Set task
Reproduce all entries precisely, down to the last character.
##############################
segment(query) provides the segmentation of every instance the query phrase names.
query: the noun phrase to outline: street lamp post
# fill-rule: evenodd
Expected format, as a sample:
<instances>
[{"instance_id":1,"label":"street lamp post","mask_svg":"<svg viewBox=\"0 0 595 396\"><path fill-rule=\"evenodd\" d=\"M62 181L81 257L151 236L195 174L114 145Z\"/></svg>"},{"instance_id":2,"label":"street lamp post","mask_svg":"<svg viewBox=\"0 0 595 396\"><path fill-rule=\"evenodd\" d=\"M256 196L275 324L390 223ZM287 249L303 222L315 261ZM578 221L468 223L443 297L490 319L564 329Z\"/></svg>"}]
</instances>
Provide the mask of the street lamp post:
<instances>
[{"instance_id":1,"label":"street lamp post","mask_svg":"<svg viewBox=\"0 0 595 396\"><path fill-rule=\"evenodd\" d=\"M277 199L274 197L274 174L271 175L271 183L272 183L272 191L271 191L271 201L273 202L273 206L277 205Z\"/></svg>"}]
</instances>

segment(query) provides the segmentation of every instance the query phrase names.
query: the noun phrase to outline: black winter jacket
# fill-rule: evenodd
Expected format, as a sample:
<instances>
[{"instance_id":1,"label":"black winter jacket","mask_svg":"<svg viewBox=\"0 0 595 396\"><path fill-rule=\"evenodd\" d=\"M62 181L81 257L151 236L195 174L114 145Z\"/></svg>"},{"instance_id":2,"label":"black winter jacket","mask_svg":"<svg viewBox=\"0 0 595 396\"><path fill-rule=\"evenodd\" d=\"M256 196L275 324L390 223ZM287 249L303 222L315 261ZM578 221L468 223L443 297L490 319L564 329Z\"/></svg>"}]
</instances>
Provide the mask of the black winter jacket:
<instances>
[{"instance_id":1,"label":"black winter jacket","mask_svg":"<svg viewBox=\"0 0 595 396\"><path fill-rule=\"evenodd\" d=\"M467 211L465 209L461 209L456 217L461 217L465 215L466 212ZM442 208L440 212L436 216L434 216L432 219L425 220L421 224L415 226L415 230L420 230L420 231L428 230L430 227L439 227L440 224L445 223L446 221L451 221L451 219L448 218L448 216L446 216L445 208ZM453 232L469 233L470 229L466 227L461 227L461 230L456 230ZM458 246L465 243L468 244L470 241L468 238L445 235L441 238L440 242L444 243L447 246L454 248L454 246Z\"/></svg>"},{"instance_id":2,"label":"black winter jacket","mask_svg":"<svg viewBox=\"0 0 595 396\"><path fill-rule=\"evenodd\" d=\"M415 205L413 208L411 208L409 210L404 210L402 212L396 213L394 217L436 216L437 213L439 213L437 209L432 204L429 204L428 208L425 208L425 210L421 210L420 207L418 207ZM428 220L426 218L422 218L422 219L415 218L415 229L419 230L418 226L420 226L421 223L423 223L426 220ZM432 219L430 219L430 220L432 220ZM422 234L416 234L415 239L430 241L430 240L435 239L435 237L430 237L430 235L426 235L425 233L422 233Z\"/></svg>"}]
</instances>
##############################
Result for this task
segment(query) provides the segmentation of every instance the query phrase names.
query: the noun phrase to outline: street lamp post
# fill-rule: evenodd
Expected format, as a sample:
<instances>
[{"instance_id":1,"label":"street lamp post","mask_svg":"<svg viewBox=\"0 0 595 396\"><path fill-rule=\"evenodd\" d=\"M62 181L81 257L151 236L195 174L114 145Z\"/></svg>"},{"instance_id":2,"label":"street lamp post","mask_svg":"<svg viewBox=\"0 0 595 396\"><path fill-rule=\"evenodd\" d=\"M256 196L275 324L390 223ZM287 249L303 222L315 261ZM578 221L468 223L443 297L490 319L564 329Z\"/></svg>"}]
</instances>
Provide the mask of the street lamp post:
<instances>
[{"instance_id":1,"label":"street lamp post","mask_svg":"<svg viewBox=\"0 0 595 396\"><path fill-rule=\"evenodd\" d=\"M277 199L274 197L274 174L271 175L271 183L272 183L272 191L271 191L271 201L273 202L273 206L277 205Z\"/></svg>"}]
</instances>

segment(query) provides the segmentation of every instance the query phrase names.
query: the noun phrase to outline: black winter jacket
# fill-rule: evenodd
Expected format, as a sample:
<instances>
[{"instance_id":1,"label":"black winter jacket","mask_svg":"<svg viewBox=\"0 0 595 396\"><path fill-rule=\"evenodd\" d=\"M62 181L81 257L151 236L195 174L114 145Z\"/></svg>"},{"instance_id":2,"label":"black winter jacket","mask_svg":"<svg viewBox=\"0 0 595 396\"><path fill-rule=\"evenodd\" d=\"M256 196L275 324L390 223ZM287 249L303 222L315 261ZM578 221L468 223L443 297L490 319L564 329Z\"/></svg>"}]
</instances>
Provide the mask of the black winter jacket:
<instances>
[{"instance_id":1,"label":"black winter jacket","mask_svg":"<svg viewBox=\"0 0 595 396\"><path fill-rule=\"evenodd\" d=\"M467 211L465 209L461 209L456 217L461 217L465 215L466 212ZM442 208L440 212L436 216L434 216L432 219L425 220L421 224L415 226L415 230L420 230L420 231L428 230L430 227L439 227L440 224L445 223L446 221L451 221L451 219L448 218L448 216L446 216L445 208ZM453 232L469 233L470 229L466 227L461 227L461 230L456 230ZM458 246L465 243L468 244L470 241L468 238L445 235L441 238L440 242L444 243L447 246L454 248L454 246Z\"/></svg>"},{"instance_id":2,"label":"black winter jacket","mask_svg":"<svg viewBox=\"0 0 595 396\"><path fill-rule=\"evenodd\" d=\"M415 205L413 208L411 208L409 210L404 210L402 212L396 213L394 217L436 216L437 213L439 213L437 209L432 204L429 204L428 208L425 208L425 210L421 210L420 207L418 207ZM428 220L426 218L422 218L422 219L415 218L415 229L419 230L418 226L420 226L421 223L423 223L426 220ZM432 219L430 219L430 220L432 220ZM422 234L416 234L415 239L430 241L430 240L435 239L435 237L430 237L430 235L426 235L425 233L422 233Z\"/></svg>"}]
</instances>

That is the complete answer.